→ **WHAT YOU WILL DO**
Copy every line from the one containing "For the white jersey" through the last line of the records below, both included, and nothing else.

→ **EXTRACTED DATA**
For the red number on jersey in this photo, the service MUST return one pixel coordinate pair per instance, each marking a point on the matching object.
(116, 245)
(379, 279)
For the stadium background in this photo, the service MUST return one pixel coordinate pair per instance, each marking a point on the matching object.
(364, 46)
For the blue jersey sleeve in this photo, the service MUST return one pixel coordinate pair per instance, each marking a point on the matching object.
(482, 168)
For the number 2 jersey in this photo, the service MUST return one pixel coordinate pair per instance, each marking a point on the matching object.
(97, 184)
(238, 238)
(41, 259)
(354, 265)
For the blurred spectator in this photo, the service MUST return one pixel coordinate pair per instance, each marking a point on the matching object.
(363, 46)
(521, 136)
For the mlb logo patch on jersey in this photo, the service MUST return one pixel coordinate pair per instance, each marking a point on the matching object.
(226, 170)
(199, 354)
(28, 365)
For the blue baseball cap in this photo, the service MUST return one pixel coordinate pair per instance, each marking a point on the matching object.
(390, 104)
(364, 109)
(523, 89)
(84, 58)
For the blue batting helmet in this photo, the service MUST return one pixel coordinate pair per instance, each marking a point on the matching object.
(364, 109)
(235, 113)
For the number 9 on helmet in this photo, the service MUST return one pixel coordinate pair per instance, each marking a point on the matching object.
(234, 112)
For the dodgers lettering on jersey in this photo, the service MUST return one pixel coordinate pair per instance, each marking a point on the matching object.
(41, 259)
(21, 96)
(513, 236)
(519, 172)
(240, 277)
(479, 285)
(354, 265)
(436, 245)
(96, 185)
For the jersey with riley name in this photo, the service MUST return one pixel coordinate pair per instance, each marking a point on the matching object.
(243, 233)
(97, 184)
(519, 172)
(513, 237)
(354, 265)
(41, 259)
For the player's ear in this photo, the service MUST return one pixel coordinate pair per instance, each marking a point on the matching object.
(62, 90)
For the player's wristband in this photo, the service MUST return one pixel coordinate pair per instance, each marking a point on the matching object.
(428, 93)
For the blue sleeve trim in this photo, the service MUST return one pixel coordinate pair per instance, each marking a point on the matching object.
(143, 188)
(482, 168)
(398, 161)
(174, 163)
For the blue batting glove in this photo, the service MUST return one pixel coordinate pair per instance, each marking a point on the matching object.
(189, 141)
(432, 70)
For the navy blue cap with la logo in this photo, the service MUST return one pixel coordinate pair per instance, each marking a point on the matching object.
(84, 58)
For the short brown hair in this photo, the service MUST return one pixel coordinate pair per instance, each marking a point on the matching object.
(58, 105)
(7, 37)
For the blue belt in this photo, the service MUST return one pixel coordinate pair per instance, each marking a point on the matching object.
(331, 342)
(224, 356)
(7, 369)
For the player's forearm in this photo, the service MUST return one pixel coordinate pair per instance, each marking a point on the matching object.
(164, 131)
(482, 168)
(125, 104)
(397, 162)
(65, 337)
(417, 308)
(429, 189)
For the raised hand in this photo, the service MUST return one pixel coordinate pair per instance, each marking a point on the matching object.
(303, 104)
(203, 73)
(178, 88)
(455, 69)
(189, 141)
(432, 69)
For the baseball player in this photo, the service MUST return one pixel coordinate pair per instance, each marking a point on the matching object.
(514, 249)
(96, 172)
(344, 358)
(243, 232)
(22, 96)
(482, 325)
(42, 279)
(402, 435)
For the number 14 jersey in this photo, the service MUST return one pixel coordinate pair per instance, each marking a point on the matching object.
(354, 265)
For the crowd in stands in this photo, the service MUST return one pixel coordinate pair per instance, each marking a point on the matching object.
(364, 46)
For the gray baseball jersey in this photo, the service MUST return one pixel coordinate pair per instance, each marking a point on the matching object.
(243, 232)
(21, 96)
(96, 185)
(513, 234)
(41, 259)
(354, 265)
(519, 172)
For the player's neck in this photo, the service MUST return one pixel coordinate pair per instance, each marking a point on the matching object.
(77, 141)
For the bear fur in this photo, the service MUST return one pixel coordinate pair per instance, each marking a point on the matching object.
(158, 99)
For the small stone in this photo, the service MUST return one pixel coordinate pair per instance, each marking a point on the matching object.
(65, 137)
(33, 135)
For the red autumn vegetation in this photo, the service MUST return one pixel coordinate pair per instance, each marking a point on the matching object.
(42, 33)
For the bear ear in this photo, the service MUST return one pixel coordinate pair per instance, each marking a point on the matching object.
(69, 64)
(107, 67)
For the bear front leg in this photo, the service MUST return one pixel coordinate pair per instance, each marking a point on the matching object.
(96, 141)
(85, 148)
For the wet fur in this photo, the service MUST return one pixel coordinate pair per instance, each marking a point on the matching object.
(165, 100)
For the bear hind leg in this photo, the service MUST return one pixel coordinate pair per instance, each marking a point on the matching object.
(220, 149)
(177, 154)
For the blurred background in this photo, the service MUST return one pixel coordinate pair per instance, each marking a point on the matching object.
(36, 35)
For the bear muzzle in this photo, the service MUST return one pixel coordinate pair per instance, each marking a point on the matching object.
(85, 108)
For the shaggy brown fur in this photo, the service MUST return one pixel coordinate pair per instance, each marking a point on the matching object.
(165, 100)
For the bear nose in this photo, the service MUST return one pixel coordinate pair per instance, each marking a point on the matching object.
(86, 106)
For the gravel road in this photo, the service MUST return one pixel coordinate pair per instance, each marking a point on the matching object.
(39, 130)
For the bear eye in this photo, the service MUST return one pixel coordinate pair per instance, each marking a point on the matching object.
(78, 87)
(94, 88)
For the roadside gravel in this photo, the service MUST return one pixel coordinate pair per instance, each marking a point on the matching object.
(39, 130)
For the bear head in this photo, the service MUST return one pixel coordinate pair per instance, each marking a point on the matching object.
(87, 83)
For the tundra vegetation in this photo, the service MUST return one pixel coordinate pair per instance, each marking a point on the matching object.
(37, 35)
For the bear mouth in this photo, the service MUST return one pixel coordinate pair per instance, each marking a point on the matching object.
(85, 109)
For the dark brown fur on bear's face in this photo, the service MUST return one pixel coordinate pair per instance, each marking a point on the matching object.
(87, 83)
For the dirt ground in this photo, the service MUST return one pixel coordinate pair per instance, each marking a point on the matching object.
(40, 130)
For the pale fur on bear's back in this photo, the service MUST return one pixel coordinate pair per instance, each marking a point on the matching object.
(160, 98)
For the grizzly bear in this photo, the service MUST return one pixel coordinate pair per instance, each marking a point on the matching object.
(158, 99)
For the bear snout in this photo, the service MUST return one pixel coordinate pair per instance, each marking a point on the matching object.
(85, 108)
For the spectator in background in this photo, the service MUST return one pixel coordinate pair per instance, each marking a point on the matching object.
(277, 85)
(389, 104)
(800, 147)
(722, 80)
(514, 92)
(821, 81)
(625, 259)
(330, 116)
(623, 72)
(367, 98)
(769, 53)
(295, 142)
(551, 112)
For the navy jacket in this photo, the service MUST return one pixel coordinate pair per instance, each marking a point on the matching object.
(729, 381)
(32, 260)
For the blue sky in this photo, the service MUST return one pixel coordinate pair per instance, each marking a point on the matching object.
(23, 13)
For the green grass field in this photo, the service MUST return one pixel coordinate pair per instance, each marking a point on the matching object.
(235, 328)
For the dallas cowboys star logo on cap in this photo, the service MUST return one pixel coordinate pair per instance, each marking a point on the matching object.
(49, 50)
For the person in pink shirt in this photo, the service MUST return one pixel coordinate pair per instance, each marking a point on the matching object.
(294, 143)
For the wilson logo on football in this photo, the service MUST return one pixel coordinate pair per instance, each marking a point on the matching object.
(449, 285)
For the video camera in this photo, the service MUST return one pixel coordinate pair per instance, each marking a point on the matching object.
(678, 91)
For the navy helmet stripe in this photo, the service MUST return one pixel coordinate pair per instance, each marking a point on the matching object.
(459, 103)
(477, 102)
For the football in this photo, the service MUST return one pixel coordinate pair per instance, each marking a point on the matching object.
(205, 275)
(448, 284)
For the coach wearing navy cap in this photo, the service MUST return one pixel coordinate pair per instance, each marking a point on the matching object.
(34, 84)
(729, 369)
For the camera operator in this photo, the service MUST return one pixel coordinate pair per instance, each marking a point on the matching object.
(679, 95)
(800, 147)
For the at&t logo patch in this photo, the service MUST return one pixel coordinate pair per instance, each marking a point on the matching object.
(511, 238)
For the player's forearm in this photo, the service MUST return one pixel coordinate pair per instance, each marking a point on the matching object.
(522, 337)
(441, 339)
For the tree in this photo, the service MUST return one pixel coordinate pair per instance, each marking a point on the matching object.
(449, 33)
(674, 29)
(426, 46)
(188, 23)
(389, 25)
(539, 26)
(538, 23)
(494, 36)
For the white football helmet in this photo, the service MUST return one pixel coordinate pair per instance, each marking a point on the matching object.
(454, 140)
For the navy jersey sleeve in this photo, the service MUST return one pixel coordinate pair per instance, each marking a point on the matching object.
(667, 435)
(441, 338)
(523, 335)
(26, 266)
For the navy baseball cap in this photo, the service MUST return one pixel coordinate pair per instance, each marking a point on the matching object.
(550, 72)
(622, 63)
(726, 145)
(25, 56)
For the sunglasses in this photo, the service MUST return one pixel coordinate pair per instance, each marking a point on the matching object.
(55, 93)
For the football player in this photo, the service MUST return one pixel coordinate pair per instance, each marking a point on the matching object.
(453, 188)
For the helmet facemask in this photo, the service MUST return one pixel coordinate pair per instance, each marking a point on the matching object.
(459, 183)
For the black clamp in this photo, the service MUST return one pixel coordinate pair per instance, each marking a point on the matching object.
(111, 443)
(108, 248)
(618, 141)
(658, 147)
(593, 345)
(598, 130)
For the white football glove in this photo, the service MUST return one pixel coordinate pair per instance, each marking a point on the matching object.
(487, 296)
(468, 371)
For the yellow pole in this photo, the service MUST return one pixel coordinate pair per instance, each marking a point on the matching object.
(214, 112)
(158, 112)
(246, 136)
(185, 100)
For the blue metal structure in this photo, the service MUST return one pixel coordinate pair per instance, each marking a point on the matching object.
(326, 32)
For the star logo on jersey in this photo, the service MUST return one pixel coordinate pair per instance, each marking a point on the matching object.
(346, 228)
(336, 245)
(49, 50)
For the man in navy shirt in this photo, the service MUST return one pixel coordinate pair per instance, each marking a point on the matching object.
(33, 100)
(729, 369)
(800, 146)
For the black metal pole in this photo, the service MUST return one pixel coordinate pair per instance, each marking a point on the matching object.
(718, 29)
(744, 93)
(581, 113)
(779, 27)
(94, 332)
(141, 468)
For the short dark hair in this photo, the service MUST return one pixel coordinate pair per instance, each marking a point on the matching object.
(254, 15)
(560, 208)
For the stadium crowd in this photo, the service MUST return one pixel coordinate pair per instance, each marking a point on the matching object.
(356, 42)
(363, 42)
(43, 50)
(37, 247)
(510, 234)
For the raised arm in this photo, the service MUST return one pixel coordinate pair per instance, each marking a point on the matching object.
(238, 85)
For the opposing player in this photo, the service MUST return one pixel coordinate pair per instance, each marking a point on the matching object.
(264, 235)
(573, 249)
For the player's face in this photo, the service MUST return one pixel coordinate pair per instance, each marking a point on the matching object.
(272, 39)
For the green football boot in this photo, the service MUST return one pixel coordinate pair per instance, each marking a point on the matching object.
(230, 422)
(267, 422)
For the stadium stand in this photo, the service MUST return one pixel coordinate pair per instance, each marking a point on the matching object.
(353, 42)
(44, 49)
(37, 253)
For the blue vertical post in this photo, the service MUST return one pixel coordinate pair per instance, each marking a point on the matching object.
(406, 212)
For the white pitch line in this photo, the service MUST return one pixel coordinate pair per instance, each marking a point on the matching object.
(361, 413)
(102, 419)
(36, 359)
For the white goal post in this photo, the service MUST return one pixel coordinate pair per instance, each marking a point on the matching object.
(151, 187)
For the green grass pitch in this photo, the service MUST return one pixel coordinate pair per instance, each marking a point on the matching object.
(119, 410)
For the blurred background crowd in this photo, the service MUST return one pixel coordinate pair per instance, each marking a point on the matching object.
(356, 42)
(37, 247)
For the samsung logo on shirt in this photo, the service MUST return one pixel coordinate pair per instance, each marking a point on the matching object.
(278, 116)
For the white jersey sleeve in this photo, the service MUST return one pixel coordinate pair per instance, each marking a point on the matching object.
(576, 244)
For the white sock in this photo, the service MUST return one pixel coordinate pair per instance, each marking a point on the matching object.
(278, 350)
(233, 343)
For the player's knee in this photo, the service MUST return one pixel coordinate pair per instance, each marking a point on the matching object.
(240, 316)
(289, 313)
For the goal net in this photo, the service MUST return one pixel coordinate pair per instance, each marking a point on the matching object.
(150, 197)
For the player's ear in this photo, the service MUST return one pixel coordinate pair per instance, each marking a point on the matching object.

→ **RESPONSE FOR THIS EXERCISE**
For the white jersey sleeve in this photo, the service MUST return one pixel coordinate pair per instance, each marking a point on the matching object.
(576, 244)
For the white sock in this photo, the service MUST return one pixel coordinate pair per instance, each marking a point on the matching object.
(278, 350)
(233, 343)
For the player's knee in this photo, the service MUST return one pixel coordinate pair per instance, each marking a point on the matching object.
(240, 316)
(289, 313)
For the goal net in this photo, the service MUST return one pixel coordinate pair per instance, each marking a point on the matching object.
(150, 197)
For the player's ear in this photo, the service MUST return one pixel coordinate pair per instance, each marking a point on the matching object.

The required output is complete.